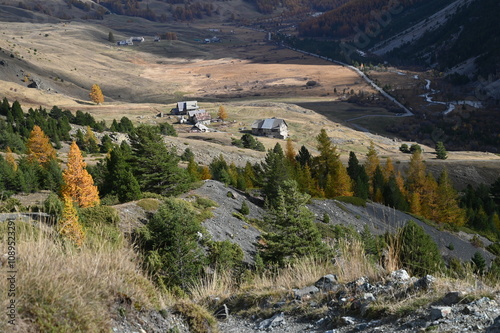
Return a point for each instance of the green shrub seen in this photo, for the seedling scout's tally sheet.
(225, 255)
(198, 318)
(149, 205)
(202, 202)
(99, 215)
(110, 200)
(11, 205)
(419, 253)
(494, 248)
(476, 241)
(478, 263)
(353, 201)
(244, 208)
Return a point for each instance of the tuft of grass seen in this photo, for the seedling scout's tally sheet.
(353, 201)
(149, 204)
(198, 318)
(66, 289)
(352, 262)
(219, 283)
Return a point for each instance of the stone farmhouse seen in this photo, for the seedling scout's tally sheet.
(271, 127)
(183, 107)
(199, 116)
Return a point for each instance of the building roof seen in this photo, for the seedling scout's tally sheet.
(192, 113)
(269, 123)
(187, 105)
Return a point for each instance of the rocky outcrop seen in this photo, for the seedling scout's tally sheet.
________________
» What the exercise asks:
Transcribe all of the data above word for word, leaving the pictures out.

» Task response:
Return a point for each instance of the green shrub seen in this photo, for the seedling scout's tally sheet.
(225, 255)
(198, 318)
(149, 205)
(202, 202)
(99, 215)
(110, 200)
(11, 205)
(419, 253)
(494, 248)
(476, 241)
(478, 263)
(353, 201)
(244, 208)
Return a point for each instance of the tuft of grass seen in this photo, for the seedling scout's tally sheet.
(353, 201)
(149, 204)
(198, 318)
(66, 289)
(352, 262)
(219, 283)
Return a point for each instance of the stone farmhouse seen in this photo, for the seedling scout's tally sheet.
(271, 127)
(183, 107)
(199, 116)
Return a point for each instance of the building roof seen in this photo, for the seedling scout's tally sheet.
(192, 113)
(269, 123)
(187, 105)
Return a point for each instance of the rocky outcrop seen in this photo, for the seedling scout's tally sheet.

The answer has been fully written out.